## [SOURCE PASSAGE]
----

This article appears in the June 2007 issue of The American Spectator. Click here to subscribe.
With an hour’s wait at Penn Station, I picked up a copy of Walter Isaacson’s new Einstein biography Einstein: His Life and Universe (Simon & Schuster, 675 pages, $32), turned to the index, and started to read a particular passage. I was impressed. I had feared that this would be one more exercise in hagiography, describing Einstein’s askew love life, his left-wing politics, his first wife who didn’t get credit for her contributions to relativity, and his thoughts about God, all decked out with garlands to the great man’s genius and his epic contributions to science. But no. It was more than that. Here is what I read, on page 318:
… after he finished his theory of general relativity, [Einstein] concluded that the gravitational potentials in that theory characterized the physical qualities of empty space and served as a medium that could transmit disturbances. He began referring to this as a new way to conceive of an ether. “I agree with you that the general relativity theory admits of an ether hypothesis,” he wrote Lorentz in 1916.
Surprise, surprise. Two full pages about Einstein’s reintroduction of an ether followed. Many people know that in his special theory of relativity, Einstein abolished the luminiferous medium, or ether. Very few know that eleven years later he reintroduced a rather different ether. It is never mentioned in the Easy Einstein books and hardly ever in Einstein biographies. I decided to buy the (signed) book on the spot — New York City taxes and all. And I would have four hours to read it on the slow train to Washington (distracted, of course, by the incessant cell-phone jabbering).
I recommend the book. Isaacson, the CEO of the Aspen Institute, came to his task with a strong interest in science, inspired by his father; he further enlisted the aid of physicists and Einstein scholars. He even ran his manuscript by a few journalists to be sure it was intelligible to them. Overall, he has done a great job of translating relativity and quantum physics into plain language. Special relativity, I fear, will remain a bit mystifying to those who study his chapter on that conundrum; he never quite elucidates the sleight-of-hand involved (Banesh Hoffmann, an earlier biographer, did). But he makes up for it by taking a valiant stab at explaining general relativity in layman’s terms, which is rarely attempted.

----

## [RECORD EXCERPTS]
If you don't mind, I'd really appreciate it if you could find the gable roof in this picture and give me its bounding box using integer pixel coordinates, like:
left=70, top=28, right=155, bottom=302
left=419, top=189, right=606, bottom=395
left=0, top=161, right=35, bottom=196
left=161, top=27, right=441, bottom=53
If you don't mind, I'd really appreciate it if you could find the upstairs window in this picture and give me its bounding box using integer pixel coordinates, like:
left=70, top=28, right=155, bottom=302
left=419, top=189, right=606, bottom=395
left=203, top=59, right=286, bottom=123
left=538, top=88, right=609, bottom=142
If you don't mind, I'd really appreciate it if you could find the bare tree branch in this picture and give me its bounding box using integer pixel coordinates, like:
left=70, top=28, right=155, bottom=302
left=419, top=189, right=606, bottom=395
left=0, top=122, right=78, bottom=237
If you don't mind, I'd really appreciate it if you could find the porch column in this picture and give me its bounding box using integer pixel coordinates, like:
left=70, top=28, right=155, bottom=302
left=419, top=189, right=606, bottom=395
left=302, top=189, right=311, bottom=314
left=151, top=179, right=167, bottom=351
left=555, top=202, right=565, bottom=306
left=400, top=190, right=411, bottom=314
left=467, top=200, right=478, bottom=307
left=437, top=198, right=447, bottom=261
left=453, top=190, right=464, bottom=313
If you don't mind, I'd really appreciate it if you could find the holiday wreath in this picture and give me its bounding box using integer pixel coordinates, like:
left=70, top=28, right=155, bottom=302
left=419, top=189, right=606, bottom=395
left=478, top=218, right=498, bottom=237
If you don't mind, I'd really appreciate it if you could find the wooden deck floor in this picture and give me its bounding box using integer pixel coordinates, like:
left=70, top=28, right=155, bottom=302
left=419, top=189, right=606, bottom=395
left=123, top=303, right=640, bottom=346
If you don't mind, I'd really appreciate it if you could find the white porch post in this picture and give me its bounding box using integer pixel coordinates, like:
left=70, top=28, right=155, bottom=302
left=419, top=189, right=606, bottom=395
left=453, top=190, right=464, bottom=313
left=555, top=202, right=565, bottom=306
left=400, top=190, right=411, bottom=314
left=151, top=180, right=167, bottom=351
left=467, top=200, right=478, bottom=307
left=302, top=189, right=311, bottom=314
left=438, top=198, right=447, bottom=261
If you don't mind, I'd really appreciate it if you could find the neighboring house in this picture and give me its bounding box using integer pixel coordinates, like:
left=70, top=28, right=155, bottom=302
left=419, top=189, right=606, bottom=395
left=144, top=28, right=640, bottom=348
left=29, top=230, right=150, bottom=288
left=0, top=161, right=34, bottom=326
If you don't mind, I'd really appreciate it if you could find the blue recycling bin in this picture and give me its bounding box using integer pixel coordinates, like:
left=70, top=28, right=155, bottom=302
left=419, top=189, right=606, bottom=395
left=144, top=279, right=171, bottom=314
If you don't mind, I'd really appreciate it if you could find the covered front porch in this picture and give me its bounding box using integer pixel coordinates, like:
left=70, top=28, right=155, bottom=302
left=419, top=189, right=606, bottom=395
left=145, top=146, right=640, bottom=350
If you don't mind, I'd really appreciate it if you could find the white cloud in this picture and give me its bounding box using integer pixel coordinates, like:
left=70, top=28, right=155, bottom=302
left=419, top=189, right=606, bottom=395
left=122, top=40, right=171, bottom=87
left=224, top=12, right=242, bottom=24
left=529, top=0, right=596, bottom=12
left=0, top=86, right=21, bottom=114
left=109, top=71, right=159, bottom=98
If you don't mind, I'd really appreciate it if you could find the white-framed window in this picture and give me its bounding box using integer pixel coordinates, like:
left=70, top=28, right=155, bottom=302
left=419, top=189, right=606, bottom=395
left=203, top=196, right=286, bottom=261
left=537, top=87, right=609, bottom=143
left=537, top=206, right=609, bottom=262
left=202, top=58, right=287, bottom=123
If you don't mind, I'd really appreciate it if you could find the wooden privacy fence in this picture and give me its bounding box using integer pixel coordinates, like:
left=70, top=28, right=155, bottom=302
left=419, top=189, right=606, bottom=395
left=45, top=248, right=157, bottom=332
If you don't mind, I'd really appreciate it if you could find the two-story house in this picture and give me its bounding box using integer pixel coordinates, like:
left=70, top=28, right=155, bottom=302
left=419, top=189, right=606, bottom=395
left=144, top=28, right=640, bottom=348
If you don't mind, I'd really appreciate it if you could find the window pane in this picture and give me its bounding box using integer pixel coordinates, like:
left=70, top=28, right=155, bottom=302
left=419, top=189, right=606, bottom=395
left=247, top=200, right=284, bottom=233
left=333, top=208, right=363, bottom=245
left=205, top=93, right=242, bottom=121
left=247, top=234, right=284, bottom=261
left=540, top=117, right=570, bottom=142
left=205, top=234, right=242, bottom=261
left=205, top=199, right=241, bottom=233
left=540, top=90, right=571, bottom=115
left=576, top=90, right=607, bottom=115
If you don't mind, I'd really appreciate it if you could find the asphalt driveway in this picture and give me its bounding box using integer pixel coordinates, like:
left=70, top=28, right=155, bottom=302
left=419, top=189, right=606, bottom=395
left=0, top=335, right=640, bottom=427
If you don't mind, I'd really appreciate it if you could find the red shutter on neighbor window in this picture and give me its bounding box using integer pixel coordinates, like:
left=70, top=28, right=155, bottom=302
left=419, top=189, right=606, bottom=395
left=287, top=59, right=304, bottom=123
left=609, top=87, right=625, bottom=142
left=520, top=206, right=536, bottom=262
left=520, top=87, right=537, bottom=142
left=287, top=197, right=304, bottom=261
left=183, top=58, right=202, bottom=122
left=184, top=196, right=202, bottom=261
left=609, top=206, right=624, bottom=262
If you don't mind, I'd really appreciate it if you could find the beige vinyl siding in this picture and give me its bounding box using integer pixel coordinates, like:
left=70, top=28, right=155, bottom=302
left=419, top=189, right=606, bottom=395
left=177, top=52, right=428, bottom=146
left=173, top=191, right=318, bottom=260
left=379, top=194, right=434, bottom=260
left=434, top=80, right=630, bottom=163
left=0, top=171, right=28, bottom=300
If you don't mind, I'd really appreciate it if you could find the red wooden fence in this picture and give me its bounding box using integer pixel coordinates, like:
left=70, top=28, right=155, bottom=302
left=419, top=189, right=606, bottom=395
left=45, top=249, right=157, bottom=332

----

## [TASKS TO CARRY OUT]
[a] Return the passage of the review from "I recommend the" to "is rarely attempted.", word for word.
[b] According to the review, why did the reviewer decide to buy the Einstein biography on the spot? Answer in one to three sentences.
[c] Using the review, answer each question briefly:
(i) On what page of the biography is the passage about the ether found?
(ii) In what year did Einstein write to Lorentz that general relativity admits of an ether hypothesis?
(iii) What position does the review say Isaacson holds?

## [REPLIES]
[a]
I recommend the book. Isaacson, the CEO of the Aspen Institute, came to his task with a strong interest in science, inspired by his father; he further enlisted the aid of physicists and Einstein scholars. He even ran his manuscript by a few journalists to be sure it was intelligible to them. Overall, he has done a great job of translating relativity and quantum physics into plain language. Special relativity, I fear, will remain a bit mystifying to those who study his chapter on that conundrum; he never quite elucidates the sleight-of-hand involved (Banesh Hoffmann, an earlier biographer, did). But he makes up for it by taking a valiant stab at explaining general relativity in layman’s terms, which is rarely attempted.

[b] The reviewer had feared the book would be one more exercise in hagiography. Instead, it devoted two full pages to Einstein's reintroduction of an ether after general relativity. That topic is never mentioned in the Easy Einstein books and hardly ever appears in Einstein biographies.

[c]
(i) Page 318
(ii) 1916
(iii) CEO of the Aspen Institute